So I’ve had a lot of free time during my Sabbatical, and while pondering relatively heavy topics along with the rest of the country in recent days, my mind has meandered to other (less) significant topics like NBA Free Agency.

Specifically, I’ve been thinking about Kevin Durant and the team he will play for next season (and Jeremy Lin, of course, but Durant seems to carry a bit more intrigue around the country right now).

Put simply, I think Durant should choose to play for the Knicks.

Before you label me foolish or misguided, please allow me to list why he should choose the Knicks over everyone else.

1) The Knicks play in the Eastern Conference, a far more desirable Conference to play in than the West.  If Durant’s main goal is to win a championship, then it makes sense that the easiest path to the Championship goes through the East.

Of course, the Cavs are the defending champs and defeating them is no small task, but the last I checked the Western Conference still has perennial winners in the Golden State Warriors, the Spurs, the Thunder, the Clippers, and the up-and-coming T-wolves and Pelicans.  The Eastern Conference offers a far easier path to the Championship than the Western Conference – both now and in the foreseeable future.

2) Of the 3 Eastern Conference Teams that Durant will meet with – Boston, Miami, and the Knicks – the Knicks have the best supporting cast.  I know, this is arguable, especially since both the Celtics and Heat performed far better than the Knicks last year (almost everyone performed better than the Knicks, btw).

However, the trade for Rose changes everything.  I should clarify – the trade for Rose in his contract year changes everything.

I know Bulls fans might be skeptical of Rose’s ability to stay healthy, but if he is healthy, the trio of Rose (contract year, 27 years-old, transcendent talent if he’s on top of his game), Porzingis (potentially transcendent player who’s only 21?!?!), and Melo (transcendent talent whom I hope is not past his prime).

Moreover, if Rose doesn’t work out, Durant can recruit Westbrook to come play in New York next year.

Which of the other Eastern Conference teams can offer this kind of combination of youth/talent?  Boston has youth but they’re not quite as talented, and Miami has talent but they’re not quite as young (even Whiteside seems uncertain that he’ll stay).

Moreover, this is NEW YORK CITY we’re talking about.

Winning ONE championship in New York would mean more than winning multiple championships anywhere else.

I know, this makes NO sense to non-New Yorkers.

But ANYONE who’s lived in NYC knows what I’m talking about, and knows that it’s true.

3) Why Durant shouldn’t join any of the other Western Conference Teams 

  • The Clippers – I’m surprised they got a meeting.  I don’t think they have the talent/youth to make a case for being a perennial winner, especially in the Western Conference.
  • The Warriors – As good a thing as the Warriors have going on, I can’t imagine that Durant would join a historically great team to chase a ring.  I know people dogged Lebron for ring-chasing by joining the Heat, but there’s no way that can compare to Durant joining a 73-win team as a free agent.  Granted, I think Steph is awesome and is one of the most humble superstars whom anyone would love to play with, but yeah, I just can’t see Durant joining them because it would be almost too easy.

──────────────────────────────

Please pull out, word for word, the part of the Kevin Durant free agency post between "Moreover, this is NEW" and "that it’s true.", inclusive.

──────────────────────────────

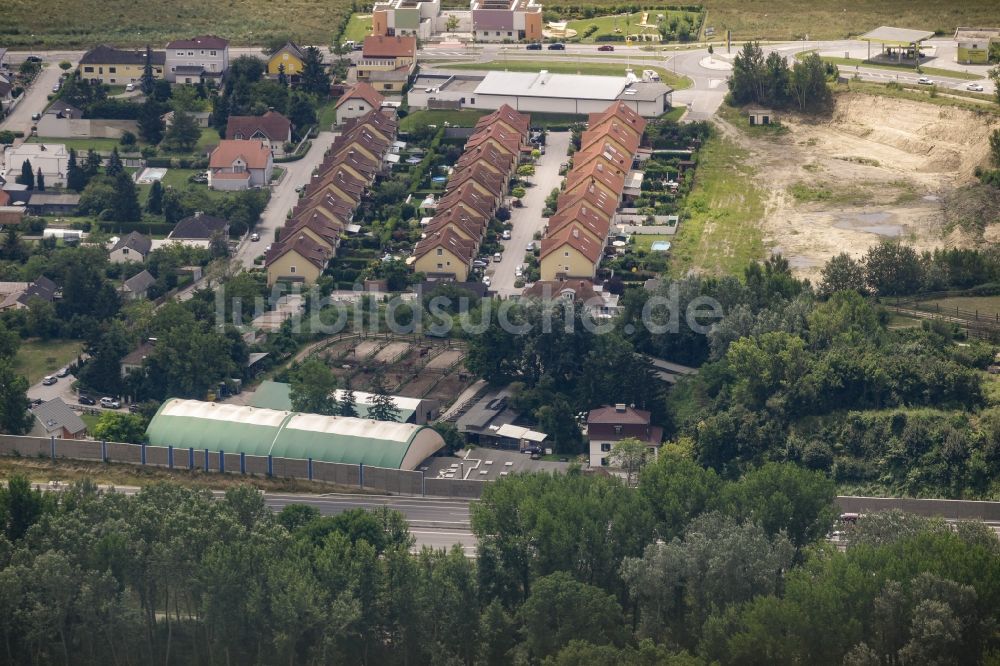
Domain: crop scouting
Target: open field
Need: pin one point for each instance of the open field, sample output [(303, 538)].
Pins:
[(877, 167), (584, 67), (624, 23), (790, 19), (84, 23), (37, 358), (722, 233), (854, 62)]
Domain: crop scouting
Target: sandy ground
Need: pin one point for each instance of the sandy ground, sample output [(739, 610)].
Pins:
[(877, 168)]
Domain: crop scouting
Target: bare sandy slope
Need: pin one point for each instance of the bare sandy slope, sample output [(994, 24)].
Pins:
[(877, 168)]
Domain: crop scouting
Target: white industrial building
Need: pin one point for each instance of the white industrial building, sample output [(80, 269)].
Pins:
[(541, 92)]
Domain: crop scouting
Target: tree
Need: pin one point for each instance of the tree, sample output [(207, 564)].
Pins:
[(314, 77), (15, 419), (892, 269), (183, 133), (20, 506), (348, 402), (147, 81), (312, 387), (382, 407), (114, 165), (842, 273), (27, 176), (807, 84), (154, 204), (126, 207), (561, 609), (629, 455), (76, 179), (119, 427), (150, 122)]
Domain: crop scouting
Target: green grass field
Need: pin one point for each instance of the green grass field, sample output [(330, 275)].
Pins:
[(793, 19), (84, 23), (358, 28), (721, 233), (556, 67), (37, 358), (623, 23), (847, 63)]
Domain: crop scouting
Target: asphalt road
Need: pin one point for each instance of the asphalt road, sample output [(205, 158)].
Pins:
[(283, 199), (527, 220)]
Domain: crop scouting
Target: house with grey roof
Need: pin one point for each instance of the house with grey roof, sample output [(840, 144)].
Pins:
[(137, 286), (55, 419), (133, 247)]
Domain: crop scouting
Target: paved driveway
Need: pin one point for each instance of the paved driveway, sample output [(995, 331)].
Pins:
[(283, 199), (528, 219), (36, 98)]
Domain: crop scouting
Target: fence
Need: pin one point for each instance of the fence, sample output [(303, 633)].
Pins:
[(363, 477)]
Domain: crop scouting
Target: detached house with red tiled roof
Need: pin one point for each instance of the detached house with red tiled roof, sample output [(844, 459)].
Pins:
[(240, 165), (571, 253), (357, 101), (272, 128)]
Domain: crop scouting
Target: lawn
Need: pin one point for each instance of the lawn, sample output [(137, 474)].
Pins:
[(37, 358), (720, 232), (82, 144), (854, 62), (644, 241), (793, 19), (359, 27), (326, 115), (986, 306), (584, 67), (622, 23)]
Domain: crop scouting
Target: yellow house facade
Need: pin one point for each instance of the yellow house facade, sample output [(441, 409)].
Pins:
[(289, 55)]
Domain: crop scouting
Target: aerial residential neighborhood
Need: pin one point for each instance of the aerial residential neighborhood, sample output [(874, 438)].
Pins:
[(504, 332)]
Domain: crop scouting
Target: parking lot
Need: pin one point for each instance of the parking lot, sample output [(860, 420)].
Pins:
[(487, 464), (527, 220)]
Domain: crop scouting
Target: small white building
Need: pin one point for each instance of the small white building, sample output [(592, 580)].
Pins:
[(51, 158)]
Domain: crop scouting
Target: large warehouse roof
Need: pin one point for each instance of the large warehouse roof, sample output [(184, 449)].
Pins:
[(277, 395), (262, 432), (902, 36), (547, 84)]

──────────────────────────────

Task output ::
Moreover, this is NEW YORK CITY we’re talking about.

Winning ONE championship in New York would mean more than winning multiple championships anywhere else.

I know, this makes NO sense to non-New Yorkers.

But ANYONE who’s lived in NYC knows what I’m talking about, and knows that it’s true.